**给定文本:**

○ ○ ○ ○

Linux(一)最简单的LED驱动程序(应用层和驱动层分析)
一、应用层测试c文件
#include <sys/types.h>
#include <sys/stat.h>
#include <fcntl.h>
#include <string.h>
#include <unistd.h>
#include <stdio.h>
// ledtest /dev/myled on
// ledtest /dev/myled off
int main(int argc, char **argv)
{
int fd;
char status = 0;
if (argc != 3)
{
printf("Usage: %s <dev> <on|off>\n", argv[0]);
printf(" eg: %s /dev/myled on\n", argv[0]);
printf(" eg: %s /dev/myled off\n", argv[0]);
return -1;
}
// open
fd = open(argv[1], O_RDWR);
if (fd < 0)
{
printf("can not open %s\n", argv[0]);
return -1;
}
// write
if (strcmp(argv[2], "on") == 0)
{
status = 1;
}
write(fd, &status, 1);
return 0;
}
1、主函数剖析:
关于 int main(int argc, char argv) 参数argc 的理解
测试文件为 ledtest.c
a:
./ledtest /dev/100ask_led0 off //关闭 led0 灯
这条指令 中 argc:3 argv[0] = ./ledtest
argv[1] = /dev/100ask_led0
argv[2] = off
b:
/mnt/ledtest /dev/myled on // 点灯
这条指令 中 argc:3 argv[0] = /mnt/ledtest
argv[1] = /dev/myled
argv[2] = on
c:
100ask_led0 和 myled 的理解
这是创建设备节点是名字的不同
led_class = class_create(THIS_MODULE, "myled");
device_create(led_class, NULL, MKDEV(major, 0), NULL, "myled"); /* /dev/myled */
led_class = class_create(THIS_MODULE, "100ask_led_class");
device_create(led_class, NULL, MKDEV(major, i), NULL, "100ask_led%d", i); /* /dev/100ask_led0,1,... */
2、 open函数解析
关于 fd = open(argv[1], O_RDWR);的理解
open函数是Linux应用层访问驱动层的系统函数
(1)函数原型
int open(const char *path, int oflags,mode_t mode);
(2)函数说明
open建立了一条到文件或设备的访问路径。
open函数一般用于打开或者创建文件,在打开或创建文件时可以制定文件的属性及用户的权限等各种参数。
第一个参数path表示:路径名或者文件名。路径名为绝对路径名(如C:/cpp/a.cpp),文件则是在当前工作目录下的。
第二个参数oflags表示:打开文件所采取的动作。

○ ○ ○ ○

**题目:**
给定文本中的两条测试指令分别使用了 /dev/100ask_led0 和 /dev/myled 这两个设备路径。请根据该文本说明这两个名字为什么不同。

**记录信息:**
○ ○ ○ ○

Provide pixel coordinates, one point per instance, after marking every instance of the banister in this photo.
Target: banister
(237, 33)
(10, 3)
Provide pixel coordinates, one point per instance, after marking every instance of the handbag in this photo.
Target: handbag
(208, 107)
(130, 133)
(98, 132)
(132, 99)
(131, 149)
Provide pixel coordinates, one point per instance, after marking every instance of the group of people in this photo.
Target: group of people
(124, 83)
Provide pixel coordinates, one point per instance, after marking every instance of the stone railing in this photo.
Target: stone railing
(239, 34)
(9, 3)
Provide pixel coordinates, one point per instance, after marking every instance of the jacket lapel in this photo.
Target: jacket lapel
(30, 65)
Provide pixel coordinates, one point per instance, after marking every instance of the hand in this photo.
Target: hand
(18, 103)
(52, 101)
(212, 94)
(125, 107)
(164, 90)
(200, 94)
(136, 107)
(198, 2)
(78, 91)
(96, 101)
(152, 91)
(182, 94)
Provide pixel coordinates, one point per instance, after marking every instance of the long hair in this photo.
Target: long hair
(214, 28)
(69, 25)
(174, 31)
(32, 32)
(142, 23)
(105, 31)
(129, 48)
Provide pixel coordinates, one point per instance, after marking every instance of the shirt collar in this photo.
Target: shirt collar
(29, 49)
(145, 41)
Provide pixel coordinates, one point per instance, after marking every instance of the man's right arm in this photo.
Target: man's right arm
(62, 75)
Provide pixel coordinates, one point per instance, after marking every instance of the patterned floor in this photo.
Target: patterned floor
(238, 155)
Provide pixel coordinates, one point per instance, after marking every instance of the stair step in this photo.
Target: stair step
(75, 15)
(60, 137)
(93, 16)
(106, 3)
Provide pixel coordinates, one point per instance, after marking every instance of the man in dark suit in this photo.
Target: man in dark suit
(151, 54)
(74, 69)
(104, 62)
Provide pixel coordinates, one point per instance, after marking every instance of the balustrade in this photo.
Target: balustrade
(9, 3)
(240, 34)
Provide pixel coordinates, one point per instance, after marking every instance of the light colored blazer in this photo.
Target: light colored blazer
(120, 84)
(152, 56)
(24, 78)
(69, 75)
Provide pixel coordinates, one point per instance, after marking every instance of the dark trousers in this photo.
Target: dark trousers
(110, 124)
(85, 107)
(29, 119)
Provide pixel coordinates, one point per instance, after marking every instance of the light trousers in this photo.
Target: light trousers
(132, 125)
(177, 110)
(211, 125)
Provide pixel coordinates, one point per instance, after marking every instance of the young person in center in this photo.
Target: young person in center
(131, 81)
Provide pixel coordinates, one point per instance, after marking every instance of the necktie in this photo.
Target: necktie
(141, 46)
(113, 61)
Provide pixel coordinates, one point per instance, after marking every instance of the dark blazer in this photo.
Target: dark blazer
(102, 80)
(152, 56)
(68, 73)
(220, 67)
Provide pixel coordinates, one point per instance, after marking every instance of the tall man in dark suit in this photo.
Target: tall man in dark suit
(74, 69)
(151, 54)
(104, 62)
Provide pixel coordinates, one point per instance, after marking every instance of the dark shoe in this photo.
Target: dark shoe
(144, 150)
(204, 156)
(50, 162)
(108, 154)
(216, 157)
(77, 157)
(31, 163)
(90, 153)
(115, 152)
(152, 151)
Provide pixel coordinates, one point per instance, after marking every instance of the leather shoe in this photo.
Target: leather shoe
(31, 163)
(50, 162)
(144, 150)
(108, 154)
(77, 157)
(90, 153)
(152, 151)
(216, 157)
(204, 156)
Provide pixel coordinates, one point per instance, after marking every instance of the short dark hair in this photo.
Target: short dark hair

○ ○ ○ ○

**解答:**
两个路径不同,是因为创建设备节点时所用的名字不同。调用 device_create(led_class, NULL, MKDEV(major, 0), NULL, "myled") 得到的是 /dev/myled。调用 device_create(led_class, NULL, MKDEV(major, i), NULL, "100ask_led%d", i) 则按编号 i 生成 /dev/100ask_led0、/dev/100ask_led1 等节点。